── SUPPLIED DATA

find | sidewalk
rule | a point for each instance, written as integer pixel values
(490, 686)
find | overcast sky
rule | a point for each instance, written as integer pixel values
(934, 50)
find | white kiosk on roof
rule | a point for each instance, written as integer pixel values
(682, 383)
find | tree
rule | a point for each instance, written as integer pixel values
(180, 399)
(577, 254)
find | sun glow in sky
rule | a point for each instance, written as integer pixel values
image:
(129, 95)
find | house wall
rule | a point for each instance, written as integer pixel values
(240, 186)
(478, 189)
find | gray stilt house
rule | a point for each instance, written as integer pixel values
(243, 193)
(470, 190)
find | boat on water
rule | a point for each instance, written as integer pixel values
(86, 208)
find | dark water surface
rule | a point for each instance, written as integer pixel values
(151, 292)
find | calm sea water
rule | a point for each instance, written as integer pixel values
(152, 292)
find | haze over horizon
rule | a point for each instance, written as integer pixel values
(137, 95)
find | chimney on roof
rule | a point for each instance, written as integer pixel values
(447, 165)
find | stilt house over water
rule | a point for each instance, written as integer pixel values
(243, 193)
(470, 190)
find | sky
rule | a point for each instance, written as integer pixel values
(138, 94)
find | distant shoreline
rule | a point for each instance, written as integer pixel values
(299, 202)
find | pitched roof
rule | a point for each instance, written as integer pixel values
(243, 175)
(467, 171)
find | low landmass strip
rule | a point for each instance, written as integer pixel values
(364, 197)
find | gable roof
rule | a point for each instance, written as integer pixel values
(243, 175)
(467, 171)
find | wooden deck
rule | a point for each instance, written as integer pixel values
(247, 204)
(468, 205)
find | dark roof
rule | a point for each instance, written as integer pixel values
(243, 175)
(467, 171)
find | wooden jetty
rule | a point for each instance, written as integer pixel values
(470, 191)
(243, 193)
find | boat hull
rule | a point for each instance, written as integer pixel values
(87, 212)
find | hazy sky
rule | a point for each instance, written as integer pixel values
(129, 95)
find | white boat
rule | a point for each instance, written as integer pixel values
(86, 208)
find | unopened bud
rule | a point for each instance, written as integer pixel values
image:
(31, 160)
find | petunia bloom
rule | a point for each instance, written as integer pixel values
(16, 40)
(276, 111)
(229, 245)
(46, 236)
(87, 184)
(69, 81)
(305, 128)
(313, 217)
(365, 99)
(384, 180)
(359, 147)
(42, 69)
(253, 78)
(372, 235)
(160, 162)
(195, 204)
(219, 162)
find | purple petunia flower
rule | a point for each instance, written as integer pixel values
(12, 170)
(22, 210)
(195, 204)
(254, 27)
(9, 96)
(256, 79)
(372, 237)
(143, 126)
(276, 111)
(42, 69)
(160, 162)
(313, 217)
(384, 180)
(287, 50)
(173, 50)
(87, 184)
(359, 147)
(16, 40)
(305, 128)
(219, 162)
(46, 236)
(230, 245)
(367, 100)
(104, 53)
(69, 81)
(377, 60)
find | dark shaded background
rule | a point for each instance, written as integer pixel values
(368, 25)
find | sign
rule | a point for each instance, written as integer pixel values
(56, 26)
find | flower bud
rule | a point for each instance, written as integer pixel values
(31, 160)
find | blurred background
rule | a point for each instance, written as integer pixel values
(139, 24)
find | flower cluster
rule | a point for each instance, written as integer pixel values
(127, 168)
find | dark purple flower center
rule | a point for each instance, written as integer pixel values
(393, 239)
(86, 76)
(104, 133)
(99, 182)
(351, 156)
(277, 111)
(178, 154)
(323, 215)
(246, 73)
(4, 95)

────

WHAT THE TASK ASKS —
Word for word, copy out all the data given above.

OUTPUT —
find | sidewalk
rule | a point for each instance, written as integer pixel values
(490, 686)
find | overcast sky
rule | a point for each instance, written as integer pixel values
(934, 50)
find | white kiosk on roof
rule | a point for each instance, written as integer pixel values
(682, 383)
find | tree
rule | a point for each instance, written as integer pixel values
(180, 399)
(577, 254)
find | sun glow in sky
rule | a point for each instance, written as integer pixel values
image:
(129, 95)
find | house wall
rule | a point for each instance, written as integer pixel values
(240, 186)
(478, 189)
find | gray stilt house
rule | a point for each instance, written as integer pixel values
(243, 193)
(470, 190)
find | boat on water
rule | a point for each instance, written as integer pixel values
(86, 208)
find | dark water surface
rule | a point for each instance, written as integer pixel values
(151, 292)
find | calm sea water
rule | a point for each instance, written as integer pixel values
(152, 292)
find | haze over horizon
rule | a point for each instance, written as integer pixel values
(137, 95)
find | chimney on roof
rule | a point for each instance, written as integer pixel values
(447, 165)
find | stilt house over water
rule | a point for each instance, written as integer pixel values
(243, 193)
(470, 190)
find | sky
rule | a point for each instance, written as integer pixel values
(138, 94)
find | distant shoreline
rule | a point for each instance, written as integer pixel values
(299, 202)
find | pitched roof
rule | a point for each instance, written as integer pixel values
(243, 175)
(467, 171)
find | low landmass strip
rule | a point for each instance, written as integer pixel values
(364, 197)
find | gable roof
rule | a point for each instance, written as integer pixel values
(243, 175)
(467, 171)
find | wooden deck
rule | a point for each instance, written as integer pixel values
(247, 204)
(468, 205)
find | dark roof
rule | a point for each instance, written as integer pixel values
(243, 175)
(467, 171)
find | wooden jetty
rule | a point for each instance, written as integer pixel values
(470, 191)
(243, 193)
find | boat hull
rule | a point for each instance, written as integer pixel values
(87, 212)
find | hazy sky
rule | a point for each instance, written as integer pixel values
(129, 95)
find | white boat
rule | a point for each instance, written as integer pixel values
(86, 208)
find | unopened bud
rule | a point for each instance, written as integer pixel values
image:
(31, 160)
find | petunia bloom
rule | a point for each instance, written as integer pixel values
(16, 40)
(276, 111)
(229, 245)
(46, 236)
(87, 184)
(69, 81)
(305, 128)
(313, 217)
(365, 99)
(384, 180)
(359, 147)
(42, 69)
(253, 78)
(372, 235)
(160, 162)
(195, 204)
(219, 162)
find | purple petunia flower
rule | a point for each instance, written as integer pixel values
(12, 170)
(22, 210)
(195, 204)
(254, 27)
(9, 96)
(256, 79)
(372, 237)
(143, 126)
(276, 111)
(42, 69)
(160, 162)
(313, 217)
(384, 180)
(287, 50)
(173, 50)
(87, 184)
(359, 147)
(16, 40)
(305, 128)
(219, 162)
(46, 236)
(230, 245)
(367, 100)
(104, 53)
(69, 81)
(377, 60)
find | dark shaded background
rule | a point for each instance, written as integer pixel values
(368, 25)
find | sign
rule | a point for each instance, written as integer pixel values
(56, 26)
find | flower bud
rule | a point for each instance, written as integer pixel values
(31, 160)
find | blurred background
rule | a point for each instance, written as integer pixel values
(139, 24)
find | flower cluster
rule | a point for each instance, written as integer pixel values
(127, 168)
find | dark purple flower center
rule | a point for each instance, written as integer pixel values
(393, 239)
(86, 76)
(104, 133)
(99, 182)
(351, 156)
(277, 111)
(178, 154)
(323, 215)
(246, 73)
(4, 95)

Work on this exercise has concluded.